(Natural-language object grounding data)
◇ ◇ ◇
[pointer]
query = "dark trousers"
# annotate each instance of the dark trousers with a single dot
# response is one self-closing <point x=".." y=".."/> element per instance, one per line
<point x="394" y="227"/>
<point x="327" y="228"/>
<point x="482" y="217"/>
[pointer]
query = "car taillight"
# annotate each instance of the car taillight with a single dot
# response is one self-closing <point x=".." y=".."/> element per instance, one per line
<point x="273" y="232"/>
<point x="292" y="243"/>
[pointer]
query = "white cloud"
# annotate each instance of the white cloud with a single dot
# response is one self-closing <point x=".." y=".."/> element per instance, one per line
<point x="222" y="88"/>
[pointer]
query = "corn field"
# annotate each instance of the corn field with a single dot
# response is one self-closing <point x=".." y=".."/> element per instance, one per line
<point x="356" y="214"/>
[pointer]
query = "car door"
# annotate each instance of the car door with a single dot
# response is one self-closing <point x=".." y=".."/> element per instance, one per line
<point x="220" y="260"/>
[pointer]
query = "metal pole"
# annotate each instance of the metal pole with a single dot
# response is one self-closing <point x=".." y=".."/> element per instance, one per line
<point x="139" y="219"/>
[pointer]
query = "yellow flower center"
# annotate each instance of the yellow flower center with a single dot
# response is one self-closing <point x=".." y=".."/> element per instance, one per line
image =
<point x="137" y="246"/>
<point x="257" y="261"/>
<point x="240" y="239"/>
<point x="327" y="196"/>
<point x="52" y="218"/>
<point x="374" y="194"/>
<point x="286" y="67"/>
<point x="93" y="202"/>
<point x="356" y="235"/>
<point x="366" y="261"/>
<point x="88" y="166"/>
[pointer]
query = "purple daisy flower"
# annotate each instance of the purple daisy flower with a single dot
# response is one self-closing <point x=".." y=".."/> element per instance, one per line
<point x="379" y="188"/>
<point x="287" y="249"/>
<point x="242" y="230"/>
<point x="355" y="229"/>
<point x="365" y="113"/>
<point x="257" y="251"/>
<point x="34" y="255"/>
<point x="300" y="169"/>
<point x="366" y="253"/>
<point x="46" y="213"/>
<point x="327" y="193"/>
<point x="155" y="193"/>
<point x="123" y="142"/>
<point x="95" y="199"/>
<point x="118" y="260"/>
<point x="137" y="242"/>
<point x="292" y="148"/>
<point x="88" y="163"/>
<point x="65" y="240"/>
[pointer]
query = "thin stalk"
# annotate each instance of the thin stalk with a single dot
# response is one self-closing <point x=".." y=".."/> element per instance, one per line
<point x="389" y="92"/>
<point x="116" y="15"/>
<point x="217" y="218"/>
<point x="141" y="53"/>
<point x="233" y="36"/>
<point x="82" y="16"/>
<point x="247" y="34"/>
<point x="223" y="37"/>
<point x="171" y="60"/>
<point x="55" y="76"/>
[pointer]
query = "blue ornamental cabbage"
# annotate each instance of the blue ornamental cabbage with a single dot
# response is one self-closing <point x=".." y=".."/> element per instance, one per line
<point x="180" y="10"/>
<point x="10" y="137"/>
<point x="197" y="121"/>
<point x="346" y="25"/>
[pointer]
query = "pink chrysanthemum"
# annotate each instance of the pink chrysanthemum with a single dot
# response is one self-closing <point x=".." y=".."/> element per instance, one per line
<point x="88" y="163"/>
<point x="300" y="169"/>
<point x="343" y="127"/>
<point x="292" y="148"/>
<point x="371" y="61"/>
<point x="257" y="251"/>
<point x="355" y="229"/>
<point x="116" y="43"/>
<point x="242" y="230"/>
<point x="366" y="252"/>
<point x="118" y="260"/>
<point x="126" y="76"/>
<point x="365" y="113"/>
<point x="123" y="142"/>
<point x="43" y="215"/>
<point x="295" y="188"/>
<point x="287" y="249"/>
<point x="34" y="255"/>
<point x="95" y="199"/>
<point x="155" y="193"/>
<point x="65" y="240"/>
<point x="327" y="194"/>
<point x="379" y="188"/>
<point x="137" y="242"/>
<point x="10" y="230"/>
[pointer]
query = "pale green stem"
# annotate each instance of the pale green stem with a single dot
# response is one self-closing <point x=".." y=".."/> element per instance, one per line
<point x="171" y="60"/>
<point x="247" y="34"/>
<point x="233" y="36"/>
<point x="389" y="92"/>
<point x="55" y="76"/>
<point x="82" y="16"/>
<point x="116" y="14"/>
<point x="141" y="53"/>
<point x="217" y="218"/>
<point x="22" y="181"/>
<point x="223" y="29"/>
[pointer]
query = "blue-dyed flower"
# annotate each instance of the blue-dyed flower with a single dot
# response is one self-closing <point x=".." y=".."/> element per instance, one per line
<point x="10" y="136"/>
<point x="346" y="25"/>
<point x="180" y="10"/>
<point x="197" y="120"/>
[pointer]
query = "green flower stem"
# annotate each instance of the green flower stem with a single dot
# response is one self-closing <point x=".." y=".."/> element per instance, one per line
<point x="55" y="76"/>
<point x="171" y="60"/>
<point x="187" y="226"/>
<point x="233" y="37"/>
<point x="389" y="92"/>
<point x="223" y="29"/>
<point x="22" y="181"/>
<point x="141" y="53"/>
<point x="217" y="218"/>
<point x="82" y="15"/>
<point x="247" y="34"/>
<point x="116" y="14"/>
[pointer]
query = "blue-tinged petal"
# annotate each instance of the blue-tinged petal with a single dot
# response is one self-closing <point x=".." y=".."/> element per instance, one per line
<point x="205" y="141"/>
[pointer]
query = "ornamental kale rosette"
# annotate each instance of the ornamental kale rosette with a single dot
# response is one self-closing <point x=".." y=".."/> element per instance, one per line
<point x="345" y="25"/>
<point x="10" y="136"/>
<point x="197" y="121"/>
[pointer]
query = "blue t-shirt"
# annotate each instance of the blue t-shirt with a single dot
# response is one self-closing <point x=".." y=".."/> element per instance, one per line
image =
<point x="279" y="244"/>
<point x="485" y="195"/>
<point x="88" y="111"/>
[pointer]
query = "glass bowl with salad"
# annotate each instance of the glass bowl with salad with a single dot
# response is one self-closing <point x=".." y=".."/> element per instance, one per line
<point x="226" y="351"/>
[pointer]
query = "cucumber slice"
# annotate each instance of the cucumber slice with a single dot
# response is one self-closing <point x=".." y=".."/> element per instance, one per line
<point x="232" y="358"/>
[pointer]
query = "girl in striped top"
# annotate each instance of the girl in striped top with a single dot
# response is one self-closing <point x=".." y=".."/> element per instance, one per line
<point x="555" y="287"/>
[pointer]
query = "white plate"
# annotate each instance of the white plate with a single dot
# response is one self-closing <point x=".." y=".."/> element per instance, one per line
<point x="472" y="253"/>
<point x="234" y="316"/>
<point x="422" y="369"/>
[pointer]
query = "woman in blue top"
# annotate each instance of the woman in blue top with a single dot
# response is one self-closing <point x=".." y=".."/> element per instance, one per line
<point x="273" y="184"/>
◇ ◇ ◇
• EXERCISE: Reply with the complete records, restated exactly.

• EXERCISE SOLUTION:
[pointer]
query = "dark trousers"
# annotate each instance of the dark trousers with a single dot
# response is one self-closing <point x=".." y=".."/> element per instance, one per line
<point x="394" y="227"/>
<point x="327" y="228"/>
<point x="482" y="217"/>
[pointer]
query = "car taillight"
# annotate each instance of the car taillight with a single dot
# response is one self-closing <point x=".." y=".."/> element per instance, one per line
<point x="273" y="232"/>
<point x="292" y="243"/>
[pointer]
query = "white cloud"
# annotate each instance of the white cloud with a single dot
# response is one self-closing <point x=".." y=".."/> element per instance, one per line
<point x="222" y="88"/>
[pointer]
query = "corn field"
# annotate each instance of the corn field with a single dot
# response is one self-closing <point x=".." y=".."/> element per instance, one per line
<point x="356" y="214"/>
[pointer]
query = "car door"
# annotate each instance of the car door with a single dot
# response is one self-closing <point x=".." y=".."/> element per instance, one per line
<point x="220" y="260"/>
[pointer]
query = "metal pole"
# annotate each instance of the metal pole with a single dot
# response is one self-closing <point x=".." y=".."/> element per instance, one per line
<point x="139" y="219"/>
[pointer]
query = "yellow flower center"
# annotate each instance of the yellow flower center with a single dot
# response is one self-closing <point x=".." y=".."/> element per instance, one per line
image =
<point x="137" y="246"/>
<point x="257" y="261"/>
<point x="240" y="239"/>
<point x="327" y="196"/>
<point x="52" y="218"/>
<point x="374" y="194"/>
<point x="286" y="67"/>
<point x="93" y="202"/>
<point x="356" y="235"/>
<point x="366" y="261"/>
<point x="88" y="166"/>
[pointer]
query = "purple daisy flower"
# annotate each instance of the purple daisy flower with a single dot
# response is one self-closing <point x=".." y=".."/> element per instance, one per line
<point x="379" y="188"/>
<point x="287" y="249"/>
<point x="242" y="230"/>
<point x="355" y="229"/>
<point x="365" y="113"/>
<point x="257" y="251"/>
<point x="34" y="255"/>
<point x="300" y="169"/>
<point x="366" y="253"/>
<point x="46" y="213"/>
<point x="327" y="193"/>
<point x="155" y="193"/>
<point x="123" y="142"/>
<point x="95" y="199"/>
<point x="118" y="260"/>
<point x="137" y="242"/>
<point x="292" y="148"/>
<point x="88" y="163"/>
<point x="65" y="240"/>
[pointer]
query = "thin stalk"
# annotate each instance of the thin stalk with a single dot
# response is one self-closing <point x=".." y=".."/> element per instance, one per line
<point x="389" y="92"/>
<point x="116" y="15"/>
<point x="217" y="218"/>
<point x="141" y="53"/>
<point x="233" y="36"/>
<point x="82" y="16"/>
<point x="247" y="34"/>
<point x="223" y="37"/>
<point x="171" y="60"/>
<point x="55" y="76"/>
[pointer]
query = "blue ornamental cabbage"
# annotate each instance of the blue ornamental cabbage with a single dot
# response is one self-closing <point x=".." y=".."/> element per instance, one per line
<point x="180" y="10"/>
<point x="10" y="137"/>
<point x="197" y="121"/>
<point x="346" y="25"/>
[pointer]
query = "pink chrysanthemum"
# annotate each instance of the pink chrysanthemum with a single dot
# response is one self-closing <point x=".." y=".."/> element per instance, one per line
<point x="88" y="163"/>
<point x="300" y="169"/>
<point x="343" y="127"/>
<point x="292" y="148"/>
<point x="371" y="61"/>
<point x="257" y="251"/>
<point x="355" y="229"/>
<point x="116" y="43"/>
<point x="242" y="230"/>
<point x="366" y="252"/>
<point x="118" y="260"/>
<point x="126" y="76"/>
<point x="365" y="113"/>
<point x="123" y="142"/>
<point x="43" y="215"/>
<point x="295" y="188"/>
<point x="287" y="249"/>
<point x="34" y="255"/>
<point x="95" y="199"/>
<point x="155" y="193"/>
<point x="65" y="240"/>
<point x="327" y="194"/>
<point x="379" y="188"/>
<point x="137" y="242"/>
<point x="10" y="230"/>
[pointer]
query = "pale green stem"
# annotate each instance of the pale green stem with a single dot
# response is one self-closing <point x=".." y=".."/> element per instance, one per line
<point x="171" y="60"/>
<point x="247" y="34"/>
<point x="233" y="36"/>
<point x="389" y="92"/>
<point x="55" y="76"/>
<point x="82" y="16"/>
<point x="116" y="14"/>
<point x="141" y="53"/>
<point x="217" y="218"/>
<point x="22" y="181"/>
<point x="223" y="29"/>
[pointer]
query = "blue-dyed flower"
# annotate each instance of the blue-dyed flower with a single dot
# response is one self-closing <point x=".." y=".."/> element per instance, one per line
<point x="10" y="136"/>
<point x="346" y="25"/>
<point x="180" y="10"/>
<point x="197" y="120"/>
[pointer]
query = "green flower stem"
# annotate each instance of the green flower stem with a single dot
# response is one self-closing <point x=".." y=".."/> element per instance, one per line
<point x="55" y="76"/>
<point x="171" y="60"/>
<point x="187" y="226"/>
<point x="233" y="37"/>
<point x="389" y="92"/>
<point x="223" y="29"/>
<point x="22" y="181"/>
<point x="141" y="53"/>
<point x="217" y="218"/>
<point x="82" y="15"/>
<point x="247" y="34"/>
<point x="116" y="14"/>
[pointer]
query = "blue-tinged petal"
# annotate each instance of the blue-tinged petal with a single dot
# response is one self-closing <point x=".." y=".."/> element per instance, one per line
<point x="205" y="141"/>
[pointer]
query = "ornamental kale rosette"
# annotate each instance of the ornamental kale rosette with a single dot
# response is one self-closing <point x=".." y=".."/> element per instance, one per line
<point x="345" y="25"/>
<point x="10" y="136"/>
<point x="197" y="121"/>
[pointer]
query = "blue t-shirt"
# annotate each instance of the blue t-shirt with a single dot
# response is one self-closing <point x=".." y=".."/> element per instance, one per line
image =
<point x="279" y="244"/>
<point x="485" y="195"/>
<point x="88" y="111"/>
[pointer]
query = "glass bowl with salad"
# annotate each instance of the glass bowl with salad with a single dot
# response is one self-closing <point x=".." y=".."/> element per instance, one per line
<point x="226" y="351"/>
[pointer]
query = "cucumber slice"
# annotate each instance of the cucumber slice with a single dot
# response is one self-closing <point x=".." y=".."/> element per instance, one per line
<point x="232" y="358"/>
[pointer]
query = "girl in striped top"
# annotate each instance of the girl in striped top with a single dot
# response is one self-closing <point x=".." y=".."/> element per instance, one per line
<point x="555" y="287"/>
[pointer]
query = "white plate"
# annotate each instance of the white plate with a single dot
# response is one self-closing <point x=".." y=".."/> element per instance, one per line
<point x="472" y="253"/>
<point x="234" y="316"/>
<point x="422" y="369"/>
[pointer]
query = "woman in blue top"
# annotate each instance of the woman in blue top with a single dot
# response is one self-closing <point x=".." y=".."/> element per instance, one per line
<point x="273" y="184"/>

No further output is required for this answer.